The task:
Write out the records below once more, exactly as they stand.

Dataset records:
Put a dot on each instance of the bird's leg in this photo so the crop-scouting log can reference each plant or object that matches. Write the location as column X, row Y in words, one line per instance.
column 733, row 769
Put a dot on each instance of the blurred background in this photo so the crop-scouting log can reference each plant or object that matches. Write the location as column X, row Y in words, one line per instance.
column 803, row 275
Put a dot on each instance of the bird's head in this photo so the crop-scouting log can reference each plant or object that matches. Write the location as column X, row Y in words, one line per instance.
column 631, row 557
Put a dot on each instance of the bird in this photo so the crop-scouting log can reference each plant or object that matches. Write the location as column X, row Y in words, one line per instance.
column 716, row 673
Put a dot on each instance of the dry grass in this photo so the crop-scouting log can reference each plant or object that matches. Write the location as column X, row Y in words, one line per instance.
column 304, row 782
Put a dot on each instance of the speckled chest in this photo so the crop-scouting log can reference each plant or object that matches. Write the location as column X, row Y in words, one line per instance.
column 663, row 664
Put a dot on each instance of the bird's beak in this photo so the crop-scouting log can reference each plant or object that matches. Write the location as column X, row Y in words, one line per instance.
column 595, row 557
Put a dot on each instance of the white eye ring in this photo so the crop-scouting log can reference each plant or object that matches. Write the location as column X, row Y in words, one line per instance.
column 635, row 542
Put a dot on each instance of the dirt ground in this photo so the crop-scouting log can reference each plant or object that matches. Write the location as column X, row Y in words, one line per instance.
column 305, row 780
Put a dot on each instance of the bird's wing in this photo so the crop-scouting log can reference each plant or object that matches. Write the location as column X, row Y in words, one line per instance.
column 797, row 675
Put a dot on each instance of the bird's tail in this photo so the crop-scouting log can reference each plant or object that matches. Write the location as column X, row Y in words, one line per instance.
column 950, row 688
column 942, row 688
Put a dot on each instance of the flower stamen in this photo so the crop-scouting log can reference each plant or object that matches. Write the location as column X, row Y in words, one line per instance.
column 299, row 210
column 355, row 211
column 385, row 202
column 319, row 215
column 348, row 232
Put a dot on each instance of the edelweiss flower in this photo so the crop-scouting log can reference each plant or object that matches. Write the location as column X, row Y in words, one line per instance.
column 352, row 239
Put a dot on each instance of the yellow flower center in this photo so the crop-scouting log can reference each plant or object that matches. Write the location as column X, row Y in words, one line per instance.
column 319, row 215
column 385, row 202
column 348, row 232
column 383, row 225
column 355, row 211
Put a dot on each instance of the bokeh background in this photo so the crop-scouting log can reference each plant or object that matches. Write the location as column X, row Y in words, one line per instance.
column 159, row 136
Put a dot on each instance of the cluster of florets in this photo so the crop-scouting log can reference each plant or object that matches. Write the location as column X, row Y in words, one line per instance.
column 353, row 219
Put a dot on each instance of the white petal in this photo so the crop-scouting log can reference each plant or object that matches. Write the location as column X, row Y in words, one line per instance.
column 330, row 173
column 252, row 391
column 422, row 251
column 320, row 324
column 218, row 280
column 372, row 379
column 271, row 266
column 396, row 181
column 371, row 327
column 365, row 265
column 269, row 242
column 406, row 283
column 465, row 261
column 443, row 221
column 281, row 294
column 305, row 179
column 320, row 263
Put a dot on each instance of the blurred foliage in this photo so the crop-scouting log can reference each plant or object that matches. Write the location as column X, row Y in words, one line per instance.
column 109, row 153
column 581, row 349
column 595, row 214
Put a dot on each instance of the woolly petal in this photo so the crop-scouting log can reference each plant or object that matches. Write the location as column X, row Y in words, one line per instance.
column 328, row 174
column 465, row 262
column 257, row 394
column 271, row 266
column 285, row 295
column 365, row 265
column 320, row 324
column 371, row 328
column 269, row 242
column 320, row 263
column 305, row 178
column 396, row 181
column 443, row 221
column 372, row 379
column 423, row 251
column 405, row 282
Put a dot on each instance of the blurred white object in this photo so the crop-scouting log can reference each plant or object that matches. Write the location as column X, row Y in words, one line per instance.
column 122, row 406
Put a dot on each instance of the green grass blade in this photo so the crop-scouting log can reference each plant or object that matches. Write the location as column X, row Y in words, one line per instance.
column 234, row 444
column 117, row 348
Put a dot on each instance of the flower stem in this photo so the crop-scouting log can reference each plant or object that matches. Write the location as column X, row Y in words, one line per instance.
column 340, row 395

Task solution:
Put a dot on each instance of the bird's leg in this photo so the crop-scouting log can reference each plant or object that matches. Write the location as column X, row Y in words, one line per instance.
column 733, row 769
Put a dot on each instance of the blurred background in this photo so the crop-scouting log can reference each plant or object that matches. Write the location as column X, row Y in words, one line per instance.
column 803, row 275
Put a dot on each instance of the bird's head in this photo so the crop-scouting log can reference each plant or object that matches. Write the location as column X, row Y in words, one line per instance.
column 631, row 557
Put a dot on each instance of the bird in this photo so the crop-scouting log can reference each plant or object that matches. Write the location as column X, row Y in words, one line per instance.
column 716, row 673
Put a dot on each instance of the dry grass in this photo so the crop-scouting log can reference each plant or object that matches. Write the location as column X, row Y in words, one line per instance.
column 304, row 782
Put a dot on each instance of the speckled chest in this photo so the crop-scouting log can reference each plant or object that matches. Write the location as column X, row Y in words, one line per instance.
column 663, row 664
Put a dot on each instance of the bird's beak in this photo so the crop-scouting log can reference each plant or object that matches. Write the location as column X, row Y in words, one line per instance.
column 595, row 557
Put a dot on each instance of the white eye ring in this photo so the crop-scouting log can reference each plant or object that matches. Write the location as column X, row Y in words, one line per instance.
column 635, row 542
Put a dot on each instance of the dirt ground in this photo so the crop-scouting log can reference each plant or object that matches. Write the location as column X, row Y in words, one line per instance.
column 305, row 780
Put a dot on each instance of the bird's wing in this photo so the crop-scouting log can reference each plant or object that matches. Write the location as column X, row Y in words, one line per instance.
column 797, row 675
Put a dot on each instance of the bird's tail in this photo so the crop-scouting log can reference each plant or object that matches. Write the location as column X, row Y in words, one line per instance.
column 950, row 688
column 942, row 688
Put a dot on each instance of the flower stamen in this photo so the crop-scouting log can reference each plant or object that matches. Write the location as column X, row Y in words, one line per instance.
column 299, row 210
column 355, row 211
column 385, row 202
column 319, row 215
column 348, row 232
Put a dot on each instance of the edelweiss flower in this photo so the crop-scouting log can reference each plant or object that matches. Write the location as column X, row Y in words, one line per instance.
column 352, row 239
Put a dot on each instance of the yellow flower center in this photo so the crop-scouting log can reference each plant or object that matches. Write the location as column X, row Y in words, one line per instance.
column 319, row 215
column 385, row 202
column 348, row 232
column 383, row 225
column 355, row 211
Put a dot on each instance of the bokeh background in this photo so the crop-scouting log can reference each plant or object that matches. Write the location as column X, row Y in words, one line per instance.
column 159, row 136
Put a dot on each instance of the cluster of florets in this photo so the crop-scouting log can reference each plant or object that matches. Write the location as column X, row Y in words, one line per instance.
column 353, row 219
Put a dot on each instance of the white petal in this photo so the crop-scouting log can reference each plant or object that matches. Write the location as column X, row Y in words, one line per instance.
column 330, row 173
column 252, row 391
column 422, row 251
column 320, row 324
column 218, row 280
column 372, row 379
column 271, row 266
column 396, row 181
column 371, row 327
column 365, row 265
column 269, row 242
column 406, row 283
column 465, row 261
column 443, row 221
column 281, row 294
column 305, row 179
column 320, row 263
Put a dot on each instance of the blurred foliage in this photo so the crop-scouting log can reference each plant or object that matches. Write the location as column X, row Y in words, one line per instance.
column 109, row 153
column 581, row 349
column 595, row 214
Put a dot on each instance of the woolly petal in this photo so the crop-scouting log can reference each plant or object that matches. Write the location as column X, row Y in words, one line per instance.
column 328, row 174
column 465, row 262
column 257, row 394
column 271, row 266
column 285, row 295
column 365, row 265
column 320, row 324
column 371, row 328
column 269, row 242
column 320, row 263
column 305, row 178
column 396, row 181
column 443, row 221
column 372, row 379
column 423, row 251
column 405, row 282
Put a dot on each instance of the blurred white object in this photo so the crop-scouting log can reference each plant or object that matches. Write the location as column X, row Y in words, one line per instance.
column 122, row 406
Put a dot on each instance of the green grass blade in this photo so the crop-scouting log can reference each plant or object that matches. Write the location as column X, row Y in words, one line per instance.
column 234, row 444
column 117, row 348
Put a dot on each instance of the flower stem in this photo so the crop-scouting log can reference each plant or object that matches. Write the location as column X, row Y in words, one line per instance.
column 340, row 395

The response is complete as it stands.